Brano da leggere ::
===

Di per sé dovrebbe costituire una sfida feconda per la fede cristiana,
perché il confronto più diffuso con chi non crede, o con chi crede
altrimenti, rappresenta un’occasione sia per approfondire le proprie
convinzioni religiose, sia per meglio purificare la propria espressione
di fede. Tuttavia, una società religiosamente più plurale favorisce anche un diverso approccio alla ‘verità’. A fianco di quanti continuano a riconoscersi nell’idea di una “fede esclusiva” (come unica via di salvezza), si diffonde un “credere relativo” che
tende ad assegnare pari valore a tutte le grandi religioni, che
sottolinea la rilevanza ‘ambientale’ di ogni messaggio/confessione
religiosa, senza la pretesa di operare distinzioni o graduatorie
‘salvifiche’. In parallelo, è ormai consistente la
quota di popolazione che sembra auspicare la nascita di una religione
‘universale’ (unica, globale, ecumenica, pacificata), che si fondi su
ciò che accomuna le principali fedi mondiali, sia a livello di credenze
che di etica.

===

Consegna A ::
Rispondi a queste domande sul brano sul pluralismo religioso:
(i) Per quali due scopi il confronto con chi non crede o crede altrimenti è un'occasione?
(ii) Che valore tende ad assegnare alle grandi religioni il "credere relativo"?
(iii) Su che cosa dovrebbe fondarsi la religione 'universale' auspicata da parte della popolazione?
Consegna B :: Nel brano sul pluralismo religioso, quali aggettivi compaiono tra parentesi accanto a religione 'universale'? Elencali tutti.
Consegna C :: Scrivi il seguito del brano sul pluralismo religioso, cominciando subito dopo la sua ultima frase.

===

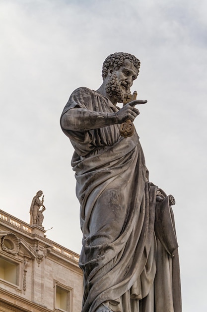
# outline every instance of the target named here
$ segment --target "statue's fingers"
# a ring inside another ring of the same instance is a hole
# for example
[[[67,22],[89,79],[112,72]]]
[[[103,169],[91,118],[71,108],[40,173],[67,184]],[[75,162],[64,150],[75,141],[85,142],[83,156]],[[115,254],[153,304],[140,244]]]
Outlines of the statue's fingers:
[[[147,101],[146,100],[134,100],[130,102],[129,105],[131,106],[135,106],[135,105],[138,105],[139,104],[145,104]]]

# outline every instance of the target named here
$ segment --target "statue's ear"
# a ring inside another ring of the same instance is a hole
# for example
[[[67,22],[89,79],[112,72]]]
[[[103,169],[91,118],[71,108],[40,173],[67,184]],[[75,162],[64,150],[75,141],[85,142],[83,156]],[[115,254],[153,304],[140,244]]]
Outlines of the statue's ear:
[[[108,75],[111,77],[114,71],[114,66],[110,66],[108,70]]]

===

Risposta A ::
(i) Per approfondire le proprie convinzioni religiose e per purificare meglio la propria espressione di fede.
(ii) Pari valore.
(iii) Su ciò che accomuna le principali fedi mondiali, sia a livello di credenze sia di etica.

Risposta B :: unica, globale, ecumenica, pacificata

Risposta C ::
Quali posizioni assumono i cattolici italiani di oggi di fronte alle sfide etiche?
Molti italiani, e anche una parte consistente dei credenti-cattolici più impegnati, chiedono alla Chiesa di essere meno rigida nel campo della morale personale e famigliare,
anche riconoscendosi perlopiù nello slogan “si può essere dei cattolici
doc pur senza seguire le indicazioni del magistero sui temi etici”.
Questo divario emerge in particolare sulla questione dell’eutanasia,
un’opzione poco considerata nel Paese sino a qualche anno fa, a cui
tuttavia sembrano oggi dar credito circa i 2/3 della popolazione. Questo
strappo culturale dagli indirizzi della Chiesa, già registrato nel
passato sui temi del divorzio, dell’aborto, delle convivenze, non
sembra però estendersi alla sfera della bioetica, a quell’ingegneria
genetica su cui prevale invece un’apertura prudente e vigilante. (4)
Dal suo
osservatorio, quale futuro avrà la dimensione religiosa nella vita delle
persone? Lei sostiene che il sentimento religioso persiste nonostante
il crollo della pratica religiosa.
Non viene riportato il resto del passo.